§ **Data for review**:
□ □ □

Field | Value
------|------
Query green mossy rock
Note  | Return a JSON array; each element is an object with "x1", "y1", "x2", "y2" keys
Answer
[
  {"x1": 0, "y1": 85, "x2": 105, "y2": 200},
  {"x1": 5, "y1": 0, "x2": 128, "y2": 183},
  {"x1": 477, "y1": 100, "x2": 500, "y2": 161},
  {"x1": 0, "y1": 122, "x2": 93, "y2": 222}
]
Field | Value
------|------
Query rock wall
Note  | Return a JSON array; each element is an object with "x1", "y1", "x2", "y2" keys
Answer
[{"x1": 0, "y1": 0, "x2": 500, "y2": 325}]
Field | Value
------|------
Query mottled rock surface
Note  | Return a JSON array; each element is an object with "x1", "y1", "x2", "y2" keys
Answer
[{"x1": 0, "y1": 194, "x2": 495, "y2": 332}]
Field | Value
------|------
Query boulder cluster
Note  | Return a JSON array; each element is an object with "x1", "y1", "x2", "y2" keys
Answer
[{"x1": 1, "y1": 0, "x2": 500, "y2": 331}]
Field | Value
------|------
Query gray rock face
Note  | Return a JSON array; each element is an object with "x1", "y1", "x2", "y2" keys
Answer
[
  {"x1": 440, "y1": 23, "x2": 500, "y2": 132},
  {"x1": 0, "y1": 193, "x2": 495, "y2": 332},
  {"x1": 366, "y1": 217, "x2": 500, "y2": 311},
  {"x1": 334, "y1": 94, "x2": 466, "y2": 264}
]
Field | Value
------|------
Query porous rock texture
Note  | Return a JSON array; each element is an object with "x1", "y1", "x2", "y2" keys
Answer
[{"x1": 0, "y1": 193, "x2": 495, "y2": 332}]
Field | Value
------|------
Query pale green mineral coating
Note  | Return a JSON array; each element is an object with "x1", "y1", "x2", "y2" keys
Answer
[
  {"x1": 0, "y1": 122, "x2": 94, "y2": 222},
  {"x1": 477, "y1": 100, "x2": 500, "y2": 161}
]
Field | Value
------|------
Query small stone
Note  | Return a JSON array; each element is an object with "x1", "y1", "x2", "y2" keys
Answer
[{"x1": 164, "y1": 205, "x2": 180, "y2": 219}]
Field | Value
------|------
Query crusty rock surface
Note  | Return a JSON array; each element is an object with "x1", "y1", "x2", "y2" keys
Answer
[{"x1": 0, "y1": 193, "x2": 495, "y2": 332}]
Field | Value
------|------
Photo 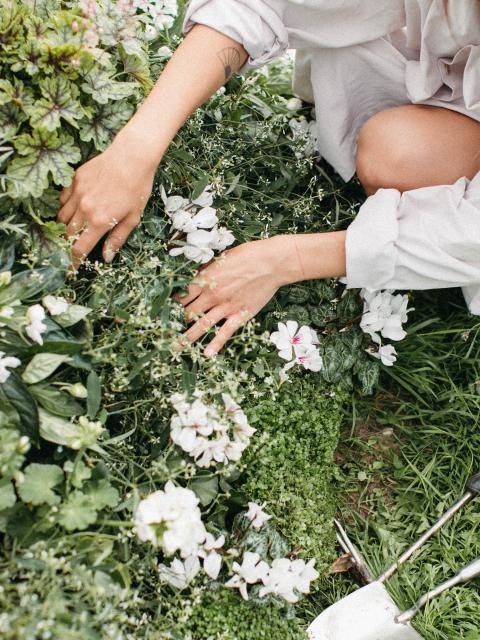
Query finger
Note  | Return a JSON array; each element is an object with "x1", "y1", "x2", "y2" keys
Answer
[
  {"x1": 184, "y1": 292, "x2": 216, "y2": 323},
  {"x1": 58, "y1": 196, "x2": 78, "y2": 224},
  {"x1": 66, "y1": 213, "x2": 86, "y2": 240},
  {"x1": 71, "y1": 226, "x2": 108, "y2": 269},
  {"x1": 103, "y1": 216, "x2": 139, "y2": 263},
  {"x1": 59, "y1": 185, "x2": 73, "y2": 206},
  {"x1": 204, "y1": 312, "x2": 249, "y2": 357},
  {"x1": 184, "y1": 306, "x2": 228, "y2": 344},
  {"x1": 174, "y1": 282, "x2": 203, "y2": 306}
]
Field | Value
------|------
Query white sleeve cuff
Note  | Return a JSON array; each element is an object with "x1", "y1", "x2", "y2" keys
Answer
[
  {"x1": 183, "y1": 0, "x2": 289, "y2": 71},
  {"x1": 345, "y1": 172, "x2": 480, "y2": 315}
]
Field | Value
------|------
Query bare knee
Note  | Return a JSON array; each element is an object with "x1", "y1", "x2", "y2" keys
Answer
[
  {"x1": 356, "y1": 108, "x2": 412, "y2": 196},
  {"x1": 356, "y1": 105, "x2": 480, "y2": 195}
]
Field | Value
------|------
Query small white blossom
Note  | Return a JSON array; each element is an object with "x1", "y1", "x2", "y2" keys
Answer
[
  {"x1": 198, "y1": 532, "x2": 225, "y2": 579},
  {"x1": 369, "y1": 343, "x2": 397, "y2": 367},
  {"x1": 25, "y1": 304, "x2": 47, "y2": 345},
  {"x1": 159, "y1": 555, "x2": 200, "y2": 589},
  {"x1": 271, "y1": 321, "x2": 323, "y2": 375},
  {"x1": 157, "y1": 45, "x2": 172, "y2": 59},
  {"x1": 0, "y1": 351, "x2": 21, "y2": 384},
  {"x1": 246, "y1": 502, "x2": 272, "y2": 530},
  {"x1": 225, "y1": 551, "x2": 269, "y2": 600},
  {"x1": 286, "y1": 97, "x2": 303, "y2": 111},
  {"x1": 170, "y1": 391, "x2": 255, "y2": 468},
  {"x1": 134, "y1": 482, "x2": 206, "y2": 557},
  {"x1": 43, "y1": 295, "x2": 69, "y2": 316},
  {"x1": 259, "y1": 558, "x2": 319, "y2": 603}
]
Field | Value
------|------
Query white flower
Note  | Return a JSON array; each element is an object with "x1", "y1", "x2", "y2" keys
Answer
[
  {"x1": 286, "y1": 97, "x2": 303, "y2": 111},
  {"x1": 25, "y1": 304, "x2": 47, "y2": 345},
  {"x1": 170, "y1": 391, "x2": 255, "y2": 467},
  {"x1": 209, "y1": 226, "x2": 235, "y2": 252},
  {"x1": 225, "y1": 551, "x2": 269, "y2": 600},
  {"x1": 360, "y1": 289, "x2": 411, "y2": 344},
  {"x1": 192, "y1": 185, "x2": 214, "y2": 208},
  {"x1": 157, "y1": 45, "x2": 172, "y2": 59},
  {"x1": 134, "y1": 482, "x2": 206, "y2": 557},
  {"x1": 144, "y1": 24, "x2": 157, "y2": 40},
  {"x1": 198, "y1": 532, "x2": 225, "y2": 579},
  {"x1": 0, "y1": 351, "x2": 21, "y2": 384},
  {"x1": 246, "y1": 502, "x2": 272, "y2": 530},
  {"x1": 159, "y1": 555, "x2": 200, "y2": 589},
  {"x1": 259, "y1": 558, "x2": 319, "y2": 603},
  {"x1": 270, "y1": 321, "x2": 318, "y2": 362},
  {"x1": 370, "y1": 344, "x2": 397, "y2": 367},
  {"x1": 289, "y1": 116, "x2": 319, "y2": 157},
  {"x1": 43, "y1": 295, "x2": 69, "y2": 316}
]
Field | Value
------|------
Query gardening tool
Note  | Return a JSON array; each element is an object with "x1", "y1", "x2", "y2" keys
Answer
[{"x1": 308, "y1": 472, "x2": 480, "y2": 640}]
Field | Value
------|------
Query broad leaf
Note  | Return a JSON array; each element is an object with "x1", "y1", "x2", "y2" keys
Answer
[
  {"x1": 85, "y1": 479, "x2": 119, "y2": 510},
  {"x1": 0, "y1": 102, "x2": 26, "y2": 140},
  {"x1": 0, "y1": 479, "x2": 16, "y2": 511},
  {"x1": 22, "y1": 353, "x2": 71, "y2": 384},
  {"x1": 81, "y1": 68, "x2": 138, "y2": 104},
  {"x1": 7, "y1": 128, "x2": 80, "y2": 198},
  {"x1": 30, "y1": 383, "x2": 83, "y2": 417},
  {"x1": 54, "y1": 304, "x2": 92, "y2": 327},
  {"x1": 2, "y1": 371, "x2": 39, "y2": 443},
  {"x1": 28, "y1": 77, "x2": 83, "y2": 131},
  {"x1": 17, "y1": 463, "x2": 63, "y2": 506},
  {"x1": 80, "y1": 101, "x2": 133, "y2": 151},
  {"x1": 0, "y1": 265, "x2": 66, "y2": 305},
  {"x1": 190, "y1": 475, "x2": 219, "y2": 507},
  {"x1": 58, "y1": 490, "x2": 97, "y2": 531}
]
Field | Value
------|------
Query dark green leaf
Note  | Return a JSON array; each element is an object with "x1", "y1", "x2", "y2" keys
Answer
[{"x1": 2, "y1": 371, "x2": 39, "y2": 443}]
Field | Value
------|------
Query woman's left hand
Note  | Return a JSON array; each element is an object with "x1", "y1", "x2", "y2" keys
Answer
[{"x1": 177, "y1": 235, "x2": 299, "y2": 356}]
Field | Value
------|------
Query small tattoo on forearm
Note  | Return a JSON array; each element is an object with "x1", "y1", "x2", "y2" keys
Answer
[{"x1": 217, "y1": 47, "x2": 241, "y2": 82}]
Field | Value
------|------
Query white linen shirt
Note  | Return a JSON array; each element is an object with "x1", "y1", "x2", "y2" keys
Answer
[{"x1": 184, "y1": 0, "x2": 480, "y2": 314}]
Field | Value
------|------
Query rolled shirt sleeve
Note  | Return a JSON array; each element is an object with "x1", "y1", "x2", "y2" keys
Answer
[
  {"x1": 345, "y1": 171, "x2": 480, "y2": 314},
  {"x1": 183, "y1": 0, "x2": 289, "y2": 70}
]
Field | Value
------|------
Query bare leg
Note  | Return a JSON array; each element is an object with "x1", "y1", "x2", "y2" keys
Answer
[{"x1": 356, "y1": 105, "x2": 480, "y2": 195}]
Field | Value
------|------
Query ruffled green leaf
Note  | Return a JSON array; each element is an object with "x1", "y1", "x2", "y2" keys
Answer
[
  {"x1": 17, "y1": 463, "x2": 63, "y2": 506},
  {"x1": 58, "y1": 490, "x2": 97, "y2": 531},
  {"x1": 0, "y1": 103, "x2": 26, "y2": 140},
  {"x1": 7, "y1": 128, "x2": 80, "y2": 198},
  {"x1": 81, "y1": 67, "x2": 138, "y2": 104},
  {"x1": 80, "y1": 101, "x2": 134, "y2": 151},
  {"x1": 0, "y1": 479, "x2": 16, "y2": 511},
  {"x1": 27, "y1": 77, "x2": 84, "y2": 131}
]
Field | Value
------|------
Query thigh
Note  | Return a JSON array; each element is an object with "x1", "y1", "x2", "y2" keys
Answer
[{"x1": 356, "y1": 104, "x2": 480, "y2": 195}]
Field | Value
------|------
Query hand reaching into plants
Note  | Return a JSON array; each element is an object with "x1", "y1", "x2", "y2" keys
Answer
[
  {"x1": 178, "y1": 236, "x2": 300, "y2": 356},
  {"x1": 57, "y1": 24, "x2": 248, "y2": 268},
  {"x1": 178, "y1": 231, "x2": 347, "y2": 355},
  {"x1": 58, "y1": 141, "x2": 156, "y2": 267}
]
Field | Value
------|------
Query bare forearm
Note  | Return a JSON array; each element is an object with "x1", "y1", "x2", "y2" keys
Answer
[
  {"x1": 269, "y1": 232, "x2": 347, "y2": 285},
  {"x1": 115, "y1": 25, "x2": 247, "y2": 166}
]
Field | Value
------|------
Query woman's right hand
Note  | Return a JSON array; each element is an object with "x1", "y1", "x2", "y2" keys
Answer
[{"x1": 57, "y1": 135, "x2": 157, "y2": 267}]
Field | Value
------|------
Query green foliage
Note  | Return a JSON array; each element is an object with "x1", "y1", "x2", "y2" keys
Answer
[
  {"x1": 243, "y1": 375, "x2": 343, "y2": 572},
  {"x1": 0, "y1": 0, "x2": 150, "y2": 210},
  {"x1": 177, "y1": 588, "x2": 307, "y2": 640}
]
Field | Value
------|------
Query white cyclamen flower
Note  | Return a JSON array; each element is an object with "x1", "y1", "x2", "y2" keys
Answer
[
  {"x1": 225, "y1": 551, "x2": 269, "y2": 601},
  {"x1": 0, "y1": 351, "x2": 21, "y2": 383},
  {"x1": 270, "y1": 321, "x2": 318, "y2": 362},
  {"x1": 198, "y1": 532, "x2": 225, "y2": 580},
  {"x1": 369, "y1": 344, "x2": 397, "y2": 367},
  {"x1": 25, "y1": 304, "x2": 47, "y2": 345},
  {"x1": 259, "y1": 558, "x2": 319, "y2": 603},
  {"x1": 246, "y1": 502, "x2": 272, "y2": 530},
  {"x1": 43, "y1": 295, "x2": 69, "y2": 316},
  {"x1": 159, "y1": 555, "x2": 200, "y2": 590},
  {"x1": 360, "y1": 289, "x2": 412, "y2": 344},
  {"x1": 134, "y1": 482, "x2": 206, "y2": 557}
]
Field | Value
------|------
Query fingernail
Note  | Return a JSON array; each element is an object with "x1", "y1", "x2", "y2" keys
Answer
[
  {"x1": 204, "y1": 348, "x2": 216, "y2": 358},
  {"x1": 104, "y1": 248, "x2": 115, "y2": 263}
]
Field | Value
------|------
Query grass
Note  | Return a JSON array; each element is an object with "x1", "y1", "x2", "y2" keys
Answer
[{"x1": 314, "y1": 286, "x2": 480, "y2": 638}]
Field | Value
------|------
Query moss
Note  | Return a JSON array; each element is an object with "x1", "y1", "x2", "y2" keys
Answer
[
  {"x1": 243, "y1": 374, "x2": 343, "y2": 573},
  {"x1": 179, "y1": 588, "x2": 307, "y2": 640}
]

□ □ □

Indicate how many lines in the records above include the word "small", giving no other content.

§ **Task result**: 3